[RECORDS FOR THE TASK Boundary: Start]
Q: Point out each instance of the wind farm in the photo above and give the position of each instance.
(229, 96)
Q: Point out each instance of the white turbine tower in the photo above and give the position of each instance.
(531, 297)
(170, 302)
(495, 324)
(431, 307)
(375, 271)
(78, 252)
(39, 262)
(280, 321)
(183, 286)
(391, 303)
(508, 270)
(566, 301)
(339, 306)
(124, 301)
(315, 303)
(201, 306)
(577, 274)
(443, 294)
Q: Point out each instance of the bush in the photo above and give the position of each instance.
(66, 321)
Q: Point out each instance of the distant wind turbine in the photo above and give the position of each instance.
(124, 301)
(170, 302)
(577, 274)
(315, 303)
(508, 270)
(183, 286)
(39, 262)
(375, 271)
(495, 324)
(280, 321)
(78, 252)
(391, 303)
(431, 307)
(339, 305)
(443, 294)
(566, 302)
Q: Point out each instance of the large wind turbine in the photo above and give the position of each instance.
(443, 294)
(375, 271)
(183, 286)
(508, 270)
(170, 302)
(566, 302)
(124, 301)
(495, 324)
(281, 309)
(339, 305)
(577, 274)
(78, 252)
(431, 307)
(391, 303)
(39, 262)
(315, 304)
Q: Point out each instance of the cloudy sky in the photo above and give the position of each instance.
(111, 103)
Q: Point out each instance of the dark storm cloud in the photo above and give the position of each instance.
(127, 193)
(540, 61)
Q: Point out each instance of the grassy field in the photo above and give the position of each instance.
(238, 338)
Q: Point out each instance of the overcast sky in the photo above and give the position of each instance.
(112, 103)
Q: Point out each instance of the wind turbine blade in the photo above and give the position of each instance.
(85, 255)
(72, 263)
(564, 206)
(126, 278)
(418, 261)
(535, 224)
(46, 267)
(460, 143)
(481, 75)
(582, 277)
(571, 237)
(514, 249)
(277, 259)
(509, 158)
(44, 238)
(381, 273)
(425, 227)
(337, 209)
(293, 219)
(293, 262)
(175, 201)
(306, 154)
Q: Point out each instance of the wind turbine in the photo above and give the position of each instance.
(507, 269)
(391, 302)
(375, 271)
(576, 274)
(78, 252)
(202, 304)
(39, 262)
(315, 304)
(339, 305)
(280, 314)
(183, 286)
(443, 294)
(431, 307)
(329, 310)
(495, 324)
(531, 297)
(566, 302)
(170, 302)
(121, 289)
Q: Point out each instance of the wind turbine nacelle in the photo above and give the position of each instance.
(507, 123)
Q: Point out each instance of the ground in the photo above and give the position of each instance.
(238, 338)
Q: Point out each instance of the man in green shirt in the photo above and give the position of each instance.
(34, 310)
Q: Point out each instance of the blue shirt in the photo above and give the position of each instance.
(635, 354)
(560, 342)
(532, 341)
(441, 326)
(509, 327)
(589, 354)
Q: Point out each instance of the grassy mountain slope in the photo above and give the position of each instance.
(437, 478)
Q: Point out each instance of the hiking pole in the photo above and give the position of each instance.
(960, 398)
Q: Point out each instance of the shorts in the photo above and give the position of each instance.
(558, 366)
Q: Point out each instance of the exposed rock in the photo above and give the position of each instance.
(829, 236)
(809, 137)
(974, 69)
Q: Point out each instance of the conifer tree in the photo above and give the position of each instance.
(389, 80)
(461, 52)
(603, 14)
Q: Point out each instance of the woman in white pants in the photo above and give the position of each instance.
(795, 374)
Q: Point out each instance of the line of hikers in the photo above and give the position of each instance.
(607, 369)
[RECORDS FOR THE TASK Boundary: End]
#### DIRECTIONS FOR THIS TASK
An exact restatement of the lines from the one with "Q: Point out each instance of the exposed" through the last line of the data is the only acceptable answer.

#### SOLVED PROBLEM
Q: Point out each instance of the exposed rock in the photo above and give the position of each instance.
(829, 236)
(809, 137)
(974, 69)
Q: Point out each instance of the conifer tree in the photo above and give the position of each instance.
(389, 80)
(461, 52)
(603, 14)
Q: Point out each instance of the woman in white pants in the photo above and give the position of each instance.
(795, 374)
Q: Point out each instance of the line of hikers in the photo above and give the position of each instance.
(607, 369)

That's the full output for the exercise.